(Records from a data collection)

○ ○ ○ ○ ○

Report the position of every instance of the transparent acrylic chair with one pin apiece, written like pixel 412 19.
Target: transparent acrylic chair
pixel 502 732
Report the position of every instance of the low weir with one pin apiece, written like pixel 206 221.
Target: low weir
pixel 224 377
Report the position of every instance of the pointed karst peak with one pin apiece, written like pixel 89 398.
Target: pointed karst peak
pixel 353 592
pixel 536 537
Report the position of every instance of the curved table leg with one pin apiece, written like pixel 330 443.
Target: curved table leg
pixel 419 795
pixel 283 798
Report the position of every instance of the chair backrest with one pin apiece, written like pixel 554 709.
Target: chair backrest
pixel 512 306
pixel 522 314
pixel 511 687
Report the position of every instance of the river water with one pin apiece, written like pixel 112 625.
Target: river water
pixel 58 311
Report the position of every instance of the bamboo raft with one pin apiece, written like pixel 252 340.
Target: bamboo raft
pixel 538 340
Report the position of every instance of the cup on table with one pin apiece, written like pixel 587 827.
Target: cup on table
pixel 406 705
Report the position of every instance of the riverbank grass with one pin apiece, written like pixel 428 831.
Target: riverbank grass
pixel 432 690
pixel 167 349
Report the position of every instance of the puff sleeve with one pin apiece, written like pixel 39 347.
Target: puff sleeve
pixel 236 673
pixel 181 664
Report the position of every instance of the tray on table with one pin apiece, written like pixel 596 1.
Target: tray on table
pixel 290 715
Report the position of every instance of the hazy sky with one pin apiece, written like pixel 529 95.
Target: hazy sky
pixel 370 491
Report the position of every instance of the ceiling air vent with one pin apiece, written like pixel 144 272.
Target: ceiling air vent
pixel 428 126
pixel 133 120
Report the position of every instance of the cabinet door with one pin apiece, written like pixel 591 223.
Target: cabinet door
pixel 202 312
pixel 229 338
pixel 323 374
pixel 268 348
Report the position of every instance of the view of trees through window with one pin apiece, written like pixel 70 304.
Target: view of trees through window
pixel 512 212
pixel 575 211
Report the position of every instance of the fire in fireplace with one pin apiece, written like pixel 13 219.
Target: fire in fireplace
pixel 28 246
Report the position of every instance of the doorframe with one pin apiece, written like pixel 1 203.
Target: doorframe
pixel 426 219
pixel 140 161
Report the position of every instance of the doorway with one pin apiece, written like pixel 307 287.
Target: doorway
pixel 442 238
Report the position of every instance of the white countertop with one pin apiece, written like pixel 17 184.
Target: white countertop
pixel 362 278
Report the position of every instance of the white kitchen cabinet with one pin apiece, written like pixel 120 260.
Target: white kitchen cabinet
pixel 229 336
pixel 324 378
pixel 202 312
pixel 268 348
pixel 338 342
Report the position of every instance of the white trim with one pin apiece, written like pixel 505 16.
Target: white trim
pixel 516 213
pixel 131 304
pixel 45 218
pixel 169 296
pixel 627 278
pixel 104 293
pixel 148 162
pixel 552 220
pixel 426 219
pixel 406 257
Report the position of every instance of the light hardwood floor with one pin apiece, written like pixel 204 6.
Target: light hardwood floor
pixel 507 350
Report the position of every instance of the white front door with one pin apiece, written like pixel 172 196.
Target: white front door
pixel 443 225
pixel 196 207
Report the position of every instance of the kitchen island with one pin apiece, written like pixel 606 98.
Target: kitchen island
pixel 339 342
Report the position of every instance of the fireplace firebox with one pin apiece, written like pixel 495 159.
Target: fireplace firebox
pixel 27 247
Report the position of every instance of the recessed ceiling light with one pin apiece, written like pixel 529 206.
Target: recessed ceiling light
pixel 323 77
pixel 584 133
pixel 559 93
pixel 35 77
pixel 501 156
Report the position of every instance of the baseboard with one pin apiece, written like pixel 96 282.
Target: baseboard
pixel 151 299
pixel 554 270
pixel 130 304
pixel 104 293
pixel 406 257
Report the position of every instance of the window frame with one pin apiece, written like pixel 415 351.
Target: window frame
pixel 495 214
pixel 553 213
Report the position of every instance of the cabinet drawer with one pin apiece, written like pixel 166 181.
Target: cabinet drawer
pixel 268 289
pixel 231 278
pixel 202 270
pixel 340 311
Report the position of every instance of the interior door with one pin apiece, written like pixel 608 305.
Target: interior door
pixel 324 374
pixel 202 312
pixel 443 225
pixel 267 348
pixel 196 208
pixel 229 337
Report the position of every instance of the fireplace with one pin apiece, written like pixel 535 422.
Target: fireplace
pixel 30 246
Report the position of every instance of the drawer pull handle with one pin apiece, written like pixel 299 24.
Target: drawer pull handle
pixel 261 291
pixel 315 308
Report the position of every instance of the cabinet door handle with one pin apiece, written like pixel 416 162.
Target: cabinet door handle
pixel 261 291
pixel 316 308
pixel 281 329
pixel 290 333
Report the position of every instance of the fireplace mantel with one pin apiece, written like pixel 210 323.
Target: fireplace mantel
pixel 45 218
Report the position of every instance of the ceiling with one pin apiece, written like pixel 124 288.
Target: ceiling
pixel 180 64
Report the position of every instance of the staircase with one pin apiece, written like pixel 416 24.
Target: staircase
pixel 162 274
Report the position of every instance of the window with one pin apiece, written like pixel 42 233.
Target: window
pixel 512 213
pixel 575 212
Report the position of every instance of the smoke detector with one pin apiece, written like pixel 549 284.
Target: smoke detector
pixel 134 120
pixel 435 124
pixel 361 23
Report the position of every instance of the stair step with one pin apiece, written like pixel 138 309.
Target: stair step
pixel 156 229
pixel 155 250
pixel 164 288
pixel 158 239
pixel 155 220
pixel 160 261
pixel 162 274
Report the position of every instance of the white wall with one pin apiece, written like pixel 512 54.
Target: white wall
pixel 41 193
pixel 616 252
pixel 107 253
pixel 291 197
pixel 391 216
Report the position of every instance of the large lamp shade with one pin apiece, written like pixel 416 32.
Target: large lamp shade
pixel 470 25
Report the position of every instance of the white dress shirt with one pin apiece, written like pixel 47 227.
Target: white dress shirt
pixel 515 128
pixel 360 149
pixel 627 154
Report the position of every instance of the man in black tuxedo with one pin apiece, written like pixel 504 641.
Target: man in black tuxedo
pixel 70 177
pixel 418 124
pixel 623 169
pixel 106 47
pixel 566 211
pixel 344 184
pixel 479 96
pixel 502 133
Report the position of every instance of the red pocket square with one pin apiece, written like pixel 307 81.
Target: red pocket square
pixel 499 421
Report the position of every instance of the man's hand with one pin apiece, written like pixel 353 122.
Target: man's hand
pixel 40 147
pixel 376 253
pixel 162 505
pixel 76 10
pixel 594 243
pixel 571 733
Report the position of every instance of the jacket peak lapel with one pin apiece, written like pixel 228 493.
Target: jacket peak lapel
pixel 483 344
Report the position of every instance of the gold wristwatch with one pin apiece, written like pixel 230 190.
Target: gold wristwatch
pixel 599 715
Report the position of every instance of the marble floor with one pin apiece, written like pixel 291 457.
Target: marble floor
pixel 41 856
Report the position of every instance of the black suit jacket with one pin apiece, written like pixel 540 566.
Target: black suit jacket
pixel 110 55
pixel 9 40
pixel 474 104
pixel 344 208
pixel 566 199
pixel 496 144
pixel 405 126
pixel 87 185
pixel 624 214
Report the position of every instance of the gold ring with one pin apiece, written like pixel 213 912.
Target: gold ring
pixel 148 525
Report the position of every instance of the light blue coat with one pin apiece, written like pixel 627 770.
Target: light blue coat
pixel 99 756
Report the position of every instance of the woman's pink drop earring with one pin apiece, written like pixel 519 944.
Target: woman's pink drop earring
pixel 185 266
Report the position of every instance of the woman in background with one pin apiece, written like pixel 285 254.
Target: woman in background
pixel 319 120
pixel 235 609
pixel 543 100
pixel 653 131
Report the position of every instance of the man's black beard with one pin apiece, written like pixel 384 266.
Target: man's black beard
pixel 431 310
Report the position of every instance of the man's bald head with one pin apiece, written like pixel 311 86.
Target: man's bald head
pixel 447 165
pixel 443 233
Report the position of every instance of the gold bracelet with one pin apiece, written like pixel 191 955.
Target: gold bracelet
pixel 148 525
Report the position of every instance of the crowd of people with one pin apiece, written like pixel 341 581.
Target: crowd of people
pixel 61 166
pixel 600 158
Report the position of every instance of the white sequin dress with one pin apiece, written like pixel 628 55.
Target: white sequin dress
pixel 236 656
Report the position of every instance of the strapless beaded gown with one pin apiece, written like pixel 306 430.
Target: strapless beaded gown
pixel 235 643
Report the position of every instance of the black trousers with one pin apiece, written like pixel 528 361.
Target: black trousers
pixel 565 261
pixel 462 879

○ ○ ○ ○ ○

* **EXERCISE DIRECTIONS**:
Repeat the line that contains "Target: crowd of people", then every line after it until the records end, with nothing added.

* **REPLY TO THE EXERCISE**:
Target: crowd of people
pixel 61 166
pixel 600 158
Report the position of every instance of the white sequin dress with one pin apiece, written like pixel 628 55.
Target: white sequin dress
pixel 236 656
Report the position of every instance of the strapless beaded gown with one pin apiece, written like pixel 306 430.
Target: strapless beaded gown
pixel 235 643
Report the position of every instance of the black trousers with one pin apiece, written like pixel 528 361.
Target: black trousers
pixel 565 261
pixel 462 879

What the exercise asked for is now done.